**Opdracht 1:** Hoe heet volgens het artikel over de wandeletappe naar Martigny de bar waar net over halfweg werd gegeten?
==== Artikel ====
Deze morgen nam ik nog een keer van de twee vrouwen afscheid en zoals ooit Hannibal, Karel De Grote, Frederik Barbarossa en Naoleon trok ik verder en vaak letterlijk in hun spoor richting Col Grand Saint Bernard met Martigny als volgende stop. Het werd een mooie etappe ondanks dat in het steeds smaller wordende dal een autosnelweg, een spoorweg, een paar dorpen én het Via Francigenapad allemaal hun plaats moeten hebben. Ondanks een lange maar zachte klim in de eerste helft was ik verbaasd dat de uiteindelijke 20 km die afgelegd werden zo vlot gingen. Volledig volgens het reglement at ik net over halfweg een Salade Vert, een paardenbiefstuk en huisgemaakte flan caramel in een bar voor routiers. Vooral dan omwille van de naam van de bar: Relais des Copains. 20 CHF cola zero inbegrepen is (zeker hier) spotgoedkoop. 







Dankzij het vele lover en een briesje dat uit een haardroger met een koele stand leek te komen was het echt aangenaam stappen. Ik mis uiteraard nu al mijn WegGezellen maar de herinnering aan hun enthousiasme en de belofte om dit nog eens over te doen aan de andere kant van de Alpen maakt veel goed.
==== Uittreksel rijen ====
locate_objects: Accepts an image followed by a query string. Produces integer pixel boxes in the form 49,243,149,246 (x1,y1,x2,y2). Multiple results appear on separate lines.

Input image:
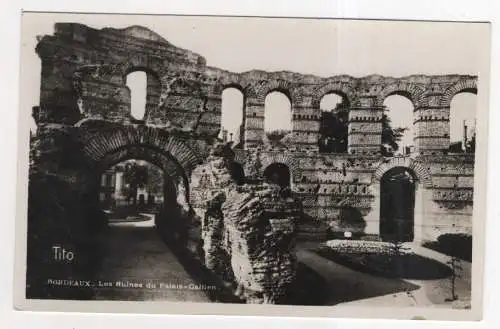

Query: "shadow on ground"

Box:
297,250,420,305
315,248,452,280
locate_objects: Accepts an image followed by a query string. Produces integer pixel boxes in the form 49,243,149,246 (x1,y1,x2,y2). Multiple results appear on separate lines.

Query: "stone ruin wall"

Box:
35,23,477,245
191,145,302,303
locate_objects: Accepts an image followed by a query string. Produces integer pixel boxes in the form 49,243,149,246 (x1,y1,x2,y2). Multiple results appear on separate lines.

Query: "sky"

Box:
21,13,484,144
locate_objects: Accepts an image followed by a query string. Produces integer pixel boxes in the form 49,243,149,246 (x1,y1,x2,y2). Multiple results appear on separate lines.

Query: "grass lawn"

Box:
312,242,471,308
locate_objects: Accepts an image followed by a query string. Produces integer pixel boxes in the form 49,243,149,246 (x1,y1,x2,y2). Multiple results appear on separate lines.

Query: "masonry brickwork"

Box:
27,23,477,300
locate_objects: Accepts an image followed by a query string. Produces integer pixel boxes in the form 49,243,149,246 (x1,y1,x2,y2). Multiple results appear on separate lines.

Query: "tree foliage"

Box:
381,113,408,156
123,162,148,204
318,100,349,153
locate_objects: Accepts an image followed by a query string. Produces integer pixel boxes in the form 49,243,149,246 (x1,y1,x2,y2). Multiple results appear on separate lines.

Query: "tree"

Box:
318,100,349,153
446,256,463,301
465,131,476,153
381,110,408,156
123,162,148,205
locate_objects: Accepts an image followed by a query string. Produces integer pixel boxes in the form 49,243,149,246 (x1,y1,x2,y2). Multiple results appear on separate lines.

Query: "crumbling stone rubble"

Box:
193,145,301,303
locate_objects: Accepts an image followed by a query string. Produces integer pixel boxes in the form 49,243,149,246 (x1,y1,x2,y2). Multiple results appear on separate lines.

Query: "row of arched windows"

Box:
221,88,476,155
67,71,476,154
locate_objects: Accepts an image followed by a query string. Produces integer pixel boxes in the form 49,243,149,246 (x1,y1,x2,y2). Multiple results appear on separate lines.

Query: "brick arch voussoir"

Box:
255,79,302,107
372,157,432,188
441,78,477,107
377,82,425,108
311,82,356,109
261,153,299,178
83,127,201,175
211,76,250,97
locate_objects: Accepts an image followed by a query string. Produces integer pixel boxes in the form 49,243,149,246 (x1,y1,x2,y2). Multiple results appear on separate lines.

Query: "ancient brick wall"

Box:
32,23,477,282
191,146,302,303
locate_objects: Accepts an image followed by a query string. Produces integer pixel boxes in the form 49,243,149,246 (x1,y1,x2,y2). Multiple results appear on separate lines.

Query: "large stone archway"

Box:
366,156,432,241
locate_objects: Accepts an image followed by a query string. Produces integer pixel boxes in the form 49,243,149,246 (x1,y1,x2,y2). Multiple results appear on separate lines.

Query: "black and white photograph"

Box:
12,12,490,320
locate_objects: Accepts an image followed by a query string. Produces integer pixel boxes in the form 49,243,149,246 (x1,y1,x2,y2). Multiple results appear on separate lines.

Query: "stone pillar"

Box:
244,98,265,149
115,172,123,199
413,183,424,242
365,181,380,235
292,102,321,151
414,95,450,155
347,96,383,154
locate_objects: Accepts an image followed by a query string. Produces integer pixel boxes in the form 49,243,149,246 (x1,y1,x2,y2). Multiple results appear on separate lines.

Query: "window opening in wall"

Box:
219,87,244,146
381,95,415,156
318,93,349,153
449,92,477,153
126,71,148,120
264,91,292,143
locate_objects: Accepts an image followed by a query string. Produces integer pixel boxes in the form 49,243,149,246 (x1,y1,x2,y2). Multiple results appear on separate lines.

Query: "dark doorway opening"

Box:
380,167,415,242
264,163,290,187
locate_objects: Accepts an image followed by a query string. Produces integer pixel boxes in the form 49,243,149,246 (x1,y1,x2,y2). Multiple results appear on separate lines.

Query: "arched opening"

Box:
264,91,292,140
85,151,208,301
380,167,416,242
230,162,245,185
381,94,415,156
125,71,148,120
219,87,244,145
449,91,477,153
264,163,291,188
318,93,349,153
28,111,38,138
99,159,165,218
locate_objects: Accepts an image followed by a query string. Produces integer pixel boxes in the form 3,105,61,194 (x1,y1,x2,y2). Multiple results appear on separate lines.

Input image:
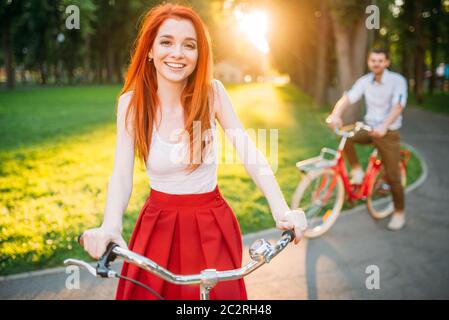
====
**Opdracht 2:** Zoek in de rijen elke regel waarin het woord "stone" voorkomt en schrijf die regels over.

**Uitwerking 1:** Relais des Copains

**Uitwerking 2:**
Query: "stone ruin wall"
Query: "crumbling stone rubble"
Query: "large stone archway"
Query: "stone pillar"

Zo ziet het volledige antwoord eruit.